---------- Data in this exercise

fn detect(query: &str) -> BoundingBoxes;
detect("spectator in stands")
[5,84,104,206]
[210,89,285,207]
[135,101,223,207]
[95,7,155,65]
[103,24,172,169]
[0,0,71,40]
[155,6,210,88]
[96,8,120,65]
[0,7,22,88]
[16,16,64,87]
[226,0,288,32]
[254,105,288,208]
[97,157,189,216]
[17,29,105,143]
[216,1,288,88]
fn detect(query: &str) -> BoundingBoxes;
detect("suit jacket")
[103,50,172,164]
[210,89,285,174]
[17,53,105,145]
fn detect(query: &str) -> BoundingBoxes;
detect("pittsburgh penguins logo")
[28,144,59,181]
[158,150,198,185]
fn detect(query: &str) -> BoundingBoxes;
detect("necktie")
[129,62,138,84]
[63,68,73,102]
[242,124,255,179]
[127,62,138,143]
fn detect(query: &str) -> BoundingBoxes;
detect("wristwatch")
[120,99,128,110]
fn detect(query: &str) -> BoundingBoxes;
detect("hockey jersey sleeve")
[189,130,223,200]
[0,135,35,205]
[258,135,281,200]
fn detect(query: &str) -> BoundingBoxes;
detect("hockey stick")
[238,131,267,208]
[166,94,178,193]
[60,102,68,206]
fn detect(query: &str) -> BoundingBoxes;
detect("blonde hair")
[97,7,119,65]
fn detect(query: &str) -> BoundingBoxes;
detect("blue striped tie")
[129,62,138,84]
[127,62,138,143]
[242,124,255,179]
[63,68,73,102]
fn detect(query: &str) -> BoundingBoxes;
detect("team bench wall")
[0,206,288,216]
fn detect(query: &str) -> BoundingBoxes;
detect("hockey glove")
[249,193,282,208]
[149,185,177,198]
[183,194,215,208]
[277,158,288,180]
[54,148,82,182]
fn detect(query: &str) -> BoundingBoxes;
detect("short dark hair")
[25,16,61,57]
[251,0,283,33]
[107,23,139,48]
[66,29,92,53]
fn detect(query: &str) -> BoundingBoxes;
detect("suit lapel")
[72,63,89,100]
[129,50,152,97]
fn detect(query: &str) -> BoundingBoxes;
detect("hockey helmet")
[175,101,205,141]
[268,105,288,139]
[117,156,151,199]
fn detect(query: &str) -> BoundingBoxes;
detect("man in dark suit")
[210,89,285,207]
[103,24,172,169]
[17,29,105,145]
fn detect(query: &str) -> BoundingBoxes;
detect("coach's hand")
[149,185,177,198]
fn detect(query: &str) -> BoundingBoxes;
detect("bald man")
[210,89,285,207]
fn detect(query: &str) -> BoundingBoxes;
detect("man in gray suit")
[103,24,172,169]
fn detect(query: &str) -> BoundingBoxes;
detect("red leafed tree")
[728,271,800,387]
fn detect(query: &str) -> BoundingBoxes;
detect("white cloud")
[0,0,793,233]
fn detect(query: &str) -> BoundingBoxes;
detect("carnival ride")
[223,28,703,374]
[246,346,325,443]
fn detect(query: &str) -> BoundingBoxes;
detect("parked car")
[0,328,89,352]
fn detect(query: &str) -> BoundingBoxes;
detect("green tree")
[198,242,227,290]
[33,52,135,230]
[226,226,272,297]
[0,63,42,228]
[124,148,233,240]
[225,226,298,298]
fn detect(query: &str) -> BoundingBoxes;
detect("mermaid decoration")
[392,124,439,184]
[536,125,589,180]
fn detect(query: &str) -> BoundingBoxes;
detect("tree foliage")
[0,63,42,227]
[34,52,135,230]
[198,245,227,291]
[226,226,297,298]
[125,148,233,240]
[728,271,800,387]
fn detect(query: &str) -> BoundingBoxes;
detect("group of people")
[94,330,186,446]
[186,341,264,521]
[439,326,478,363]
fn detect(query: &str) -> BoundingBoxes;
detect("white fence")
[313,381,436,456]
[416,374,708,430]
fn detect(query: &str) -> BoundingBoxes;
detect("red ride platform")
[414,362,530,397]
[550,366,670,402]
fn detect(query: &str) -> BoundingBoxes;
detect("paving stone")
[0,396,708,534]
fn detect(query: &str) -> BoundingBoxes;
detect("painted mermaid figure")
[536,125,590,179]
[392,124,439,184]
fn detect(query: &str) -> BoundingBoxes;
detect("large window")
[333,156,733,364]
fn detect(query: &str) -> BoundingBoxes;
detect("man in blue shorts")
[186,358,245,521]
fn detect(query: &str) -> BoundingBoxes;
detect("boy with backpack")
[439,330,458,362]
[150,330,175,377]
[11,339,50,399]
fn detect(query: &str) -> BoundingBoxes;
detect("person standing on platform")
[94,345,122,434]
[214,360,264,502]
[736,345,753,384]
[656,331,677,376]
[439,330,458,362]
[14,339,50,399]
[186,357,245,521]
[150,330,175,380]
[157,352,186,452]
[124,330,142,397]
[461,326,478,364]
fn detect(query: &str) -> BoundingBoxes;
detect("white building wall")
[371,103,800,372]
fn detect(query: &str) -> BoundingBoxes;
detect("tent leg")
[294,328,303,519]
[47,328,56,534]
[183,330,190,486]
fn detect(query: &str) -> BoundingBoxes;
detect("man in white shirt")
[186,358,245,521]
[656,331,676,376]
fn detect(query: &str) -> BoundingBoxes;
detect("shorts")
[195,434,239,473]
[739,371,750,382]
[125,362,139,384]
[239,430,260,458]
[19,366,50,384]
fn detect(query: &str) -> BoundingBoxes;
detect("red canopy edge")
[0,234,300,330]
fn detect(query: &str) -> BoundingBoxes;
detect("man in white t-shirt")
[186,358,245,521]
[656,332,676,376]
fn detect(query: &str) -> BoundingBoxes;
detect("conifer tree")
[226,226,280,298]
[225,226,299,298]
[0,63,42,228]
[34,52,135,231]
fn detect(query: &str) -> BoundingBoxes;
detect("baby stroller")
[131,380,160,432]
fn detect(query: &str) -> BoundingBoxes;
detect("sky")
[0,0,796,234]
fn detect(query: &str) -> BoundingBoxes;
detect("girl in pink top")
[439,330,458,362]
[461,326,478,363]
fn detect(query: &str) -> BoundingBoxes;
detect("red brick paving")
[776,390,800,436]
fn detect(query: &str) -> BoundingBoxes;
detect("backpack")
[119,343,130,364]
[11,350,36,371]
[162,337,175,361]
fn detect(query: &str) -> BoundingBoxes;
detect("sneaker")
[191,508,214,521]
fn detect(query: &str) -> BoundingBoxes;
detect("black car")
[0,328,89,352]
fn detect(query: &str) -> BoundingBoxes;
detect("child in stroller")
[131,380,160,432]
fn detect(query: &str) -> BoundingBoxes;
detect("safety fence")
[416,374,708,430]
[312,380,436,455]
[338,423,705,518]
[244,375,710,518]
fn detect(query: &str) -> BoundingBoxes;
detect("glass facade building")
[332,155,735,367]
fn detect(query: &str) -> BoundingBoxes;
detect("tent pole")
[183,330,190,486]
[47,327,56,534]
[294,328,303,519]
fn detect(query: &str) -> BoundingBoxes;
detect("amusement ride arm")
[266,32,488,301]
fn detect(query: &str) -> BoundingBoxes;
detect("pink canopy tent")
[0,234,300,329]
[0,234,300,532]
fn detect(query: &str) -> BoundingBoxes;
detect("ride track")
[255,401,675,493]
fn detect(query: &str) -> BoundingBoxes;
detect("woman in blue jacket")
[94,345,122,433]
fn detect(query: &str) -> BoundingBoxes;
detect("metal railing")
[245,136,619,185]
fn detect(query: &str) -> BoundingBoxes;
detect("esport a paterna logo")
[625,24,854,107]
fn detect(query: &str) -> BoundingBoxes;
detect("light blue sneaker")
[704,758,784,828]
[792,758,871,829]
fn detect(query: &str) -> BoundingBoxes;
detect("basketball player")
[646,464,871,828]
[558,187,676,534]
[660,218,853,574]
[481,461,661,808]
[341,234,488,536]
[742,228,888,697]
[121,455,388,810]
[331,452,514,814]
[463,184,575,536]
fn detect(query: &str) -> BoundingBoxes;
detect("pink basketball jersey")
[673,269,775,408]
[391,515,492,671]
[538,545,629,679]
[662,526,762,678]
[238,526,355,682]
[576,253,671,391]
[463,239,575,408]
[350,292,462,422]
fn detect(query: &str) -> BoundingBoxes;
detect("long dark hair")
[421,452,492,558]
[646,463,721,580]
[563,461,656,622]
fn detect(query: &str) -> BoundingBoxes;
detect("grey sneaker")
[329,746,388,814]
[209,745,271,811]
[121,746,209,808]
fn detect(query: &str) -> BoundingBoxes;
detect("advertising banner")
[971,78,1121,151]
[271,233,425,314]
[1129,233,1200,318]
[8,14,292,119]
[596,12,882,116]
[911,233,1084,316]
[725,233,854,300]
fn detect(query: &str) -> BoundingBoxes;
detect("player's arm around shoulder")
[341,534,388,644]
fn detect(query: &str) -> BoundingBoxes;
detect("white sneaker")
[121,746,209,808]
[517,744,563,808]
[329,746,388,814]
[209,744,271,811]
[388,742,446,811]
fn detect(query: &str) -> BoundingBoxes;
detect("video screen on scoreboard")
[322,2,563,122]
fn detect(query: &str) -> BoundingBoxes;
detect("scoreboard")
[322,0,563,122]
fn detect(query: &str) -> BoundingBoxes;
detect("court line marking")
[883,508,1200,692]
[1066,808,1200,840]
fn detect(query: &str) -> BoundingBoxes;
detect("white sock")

--------------------

Task description
Starting at the very first line of the data, copy each line word for word. Stop after the line that contains "[216,1,288,88]", and include that line.

Response to this task
fn detect(query: &str) -> BoundingBoxes;
detect("spectator in stands")
[5,84,104,206]
[210,89,285,207]
[135,101,223,207]
[95,7,155,65]
[103,24,172,169]
[0,0,71,40]
[155,6,210,88]
[96,8,120,65]
[0,7,22,88]
[16,16,64,87]
[226,0,288,32]
[254,105,288,208]
[97,157,189,216]
[17,29,105,143]
[216,1,288,88]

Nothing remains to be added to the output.